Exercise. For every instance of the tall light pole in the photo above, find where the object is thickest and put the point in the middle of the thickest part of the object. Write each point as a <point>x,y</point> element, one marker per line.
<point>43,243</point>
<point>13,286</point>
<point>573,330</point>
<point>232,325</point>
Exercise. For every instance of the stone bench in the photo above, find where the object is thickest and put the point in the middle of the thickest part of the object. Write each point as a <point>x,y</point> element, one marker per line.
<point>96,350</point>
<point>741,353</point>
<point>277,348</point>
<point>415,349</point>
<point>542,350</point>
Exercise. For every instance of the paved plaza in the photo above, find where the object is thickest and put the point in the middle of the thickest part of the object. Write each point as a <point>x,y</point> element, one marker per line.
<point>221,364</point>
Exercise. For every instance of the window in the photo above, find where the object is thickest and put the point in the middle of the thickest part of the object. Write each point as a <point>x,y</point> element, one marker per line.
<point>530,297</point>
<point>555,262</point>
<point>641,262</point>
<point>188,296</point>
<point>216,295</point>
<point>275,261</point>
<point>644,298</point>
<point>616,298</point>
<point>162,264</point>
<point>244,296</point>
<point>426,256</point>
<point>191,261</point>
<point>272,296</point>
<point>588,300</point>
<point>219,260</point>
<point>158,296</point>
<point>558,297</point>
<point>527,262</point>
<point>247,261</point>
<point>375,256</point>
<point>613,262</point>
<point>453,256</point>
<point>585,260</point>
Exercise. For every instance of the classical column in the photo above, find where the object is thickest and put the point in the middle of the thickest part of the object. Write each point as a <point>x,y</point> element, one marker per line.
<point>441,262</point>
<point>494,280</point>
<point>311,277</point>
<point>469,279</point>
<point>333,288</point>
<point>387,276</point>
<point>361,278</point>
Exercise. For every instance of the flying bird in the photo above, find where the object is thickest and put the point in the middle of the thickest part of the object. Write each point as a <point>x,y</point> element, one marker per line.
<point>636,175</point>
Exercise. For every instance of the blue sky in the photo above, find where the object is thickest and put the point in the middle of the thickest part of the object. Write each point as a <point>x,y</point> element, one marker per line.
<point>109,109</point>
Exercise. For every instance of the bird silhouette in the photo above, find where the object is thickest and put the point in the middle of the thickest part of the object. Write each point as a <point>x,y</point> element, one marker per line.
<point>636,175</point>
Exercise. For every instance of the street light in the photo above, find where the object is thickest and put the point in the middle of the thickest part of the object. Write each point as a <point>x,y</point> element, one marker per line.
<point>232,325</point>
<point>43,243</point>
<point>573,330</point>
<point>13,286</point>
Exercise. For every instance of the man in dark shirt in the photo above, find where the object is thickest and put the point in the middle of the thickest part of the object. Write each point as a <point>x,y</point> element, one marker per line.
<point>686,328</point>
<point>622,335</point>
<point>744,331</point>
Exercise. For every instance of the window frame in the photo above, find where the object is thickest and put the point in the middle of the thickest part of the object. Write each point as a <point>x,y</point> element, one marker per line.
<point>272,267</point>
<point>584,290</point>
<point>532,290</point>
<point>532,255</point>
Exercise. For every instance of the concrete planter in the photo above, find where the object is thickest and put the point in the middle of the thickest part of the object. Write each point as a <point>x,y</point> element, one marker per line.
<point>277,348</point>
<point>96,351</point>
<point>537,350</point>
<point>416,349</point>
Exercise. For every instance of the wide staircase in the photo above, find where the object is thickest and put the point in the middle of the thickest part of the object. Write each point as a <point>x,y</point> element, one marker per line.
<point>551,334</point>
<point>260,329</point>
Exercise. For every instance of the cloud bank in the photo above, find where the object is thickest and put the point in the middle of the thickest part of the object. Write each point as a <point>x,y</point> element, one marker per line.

Problem details
Convert every line of the entries above into a Markdown table with two columns, Row and Text. Number the rows consecutively and omit any blank lines.

Output of the task
| Row | Text |
|---|---|
| 1 | Exercise. For every instance of the tall light pole in the photo above, find where the object is thickest and put the point in the middle of the thickest part of the object. Write each point as a <point>x,y</point> element, one marker per line. |
| 2 | <point>43,243</point> |
| 3 | <point>13,286</point> |
| 4 | <point>573,330</point> |
| 5 | <point>232,325</point> |
| 6 | Exercise. For every instance of the stone bench in the photo above, find where the object is thickest and put the point in the middle of the thickest part of the object. Write each point as a <point>x,y</point> element, one marker per line. |
| 7 | <point>96,350</point> |
| 8 | <point>741,353</point> |
| 9 | <point>277,348</point> |
| 10 | <point>415,349</point> |
| 11 | <point>542,350</point> |
| 12 | Exercise. For every instance of the paved plaza in the photo above, find where the object is thickest and put the point in the middle of the thickest part of the object. Write each point as a <point>x,y</point> element, one marker per line. |
| 13 | <point>221,364</point> |
| 14 | Exercise. For every instance of the window in the photo above, find where the object is thickest and put the point in the middle of the thickest part of the object. Write each point as a <point>x,y</point> element, one marker per line. |
| 15 | <point>530,297</point> |
| 16 | <point>555,262</point> |
| 17 | <point>641,262</point> |
| 18 | <point>188,296</point> |
| 19 | <point>216,295</point> |
| 20 | <point>275,261</point> |
| 21 | <point>644,298</point> |
| 22 | <point>616,298</point> |
| 23 | <point>162,264</point> |
| 24 | <point>244,296</point> |
| 25 | <point>426,256</point> |
| 26 | <point>191,261</point> |
| 27 | <point>272,296</point> |
| 28 | <point>588,300</point> |
| 29 | <point>219,260</point> |
| 30 | <point>158,296</point> |
| 31 | <point>558,297</point> |
| 32 | <point>527,262</point> |
| 33 | <point>247,261</point> |
| 34 | <point>375,256</point> |
| 35 | <point>613,262</point> |
| 36 | <point>453,256</point> |
| 37 | <point>585,260</point> |
| 38 | Exercise. For every instance of the classical column in the photo above, find where the object is thickest and put the point in the middle of the thickest part of the object. Write each point as a <point>x,y</point> element, one marker per line. |
| 39 | <point>441,262</point> |
| 40 | <point>494,280</point> |
| 41 | <point>311,277</point> |
| 42 | <point>469,279</point> |
| 43 | <point>333,288</point> |
| 44 | <point>387,276</point> |
| 45 | <point>361,278</point> |
| 46 | Exercise. For every instance of the flying bird in the photo above, find where the object is thickest and put the point in the middle of the thickest part of the object. Write each point as a <point>x,y</point> element, one marker per line. |
| 47 | <point>636,175</point> |
| 48 | Exercise. For every instance of the blue sky in the photo above, find where the object is thickest and put the point in the middle of the thickest part of the object. Write each point as a <point>x,y</point> element, one marker per line. |
| 49 | <point>109,109</point> |
| 50 | Exercise. For every instance of the bird silhouette in the photo above, find where the object is thickest and put the point in the middle of the thickest part of the object. Write each point as a <point>x,y</point> element, one marker per line. |
| 51 | <point>636,175</point> |
| 52 | Exercise. For every instance of the street light in the photo above, find where the object is thickest and put the point in the middle of the thickest part of the object. Write each point as a <point>x,y</point> element, one marker per line. |
| 53 | <point>232,325</point> |
| 54 | <point>43,243</point> |
| 55 | <point>573,330</point> |
| 56 | <point>13,286</point> |
| 57 | Exercise. For every instance of the man in dark shirt in the photo above, find where the object is thickest and put the point in the middle of the thickest part of the object. Write each point as a <point>x,y</point> element, one marker per line. |
| 58 | <point>686,328</point> |
| 59 | <point>622,335</point> |
| 60 | <point>744,331</point> |
| 61 | Exercise. For every instance of the window frame in the photo above, find where the object is thickest and put the point in the middle of the thickest part of the object. Write each point as a <point>x,y</point> element, one marker per line. |
| 62 | <point>272,267</point> |
| 63 | <point>584,290</point> |
| 64 | <point>532,290</point> |
| 65 | <point>532,255</point> |
| 66 | Exercise. For every instance of the concrete planter in the photo above, find where the object is thickest and put the point in the middle of the thickest part of the object. Write each point as a <point>x,y</point> element, one marker per line. |
| 67 | <point>277,348</point> |
| 68 | <point>96,351</point> |
| 69 | <point>537,350</point> |
| 70 | <point>416,349</point> |
| 71 | Exercise. For every instance of the wide staircase in the photo above, find where the object is thickest and put the point in the middle of the thickest part of the object. Write each point as a <point>x,y</point> element, one marker per line. |
| 72 | <point>551,334</point> |
| 73 | <point>260,329</point> |
| 74 | Exercise. For every instance of the cloud bank in the photo above, find where the object is thickest and put the point in the middle of the thickest part of the object. Write each point as a <point>x,y</point> element, one marker per line. |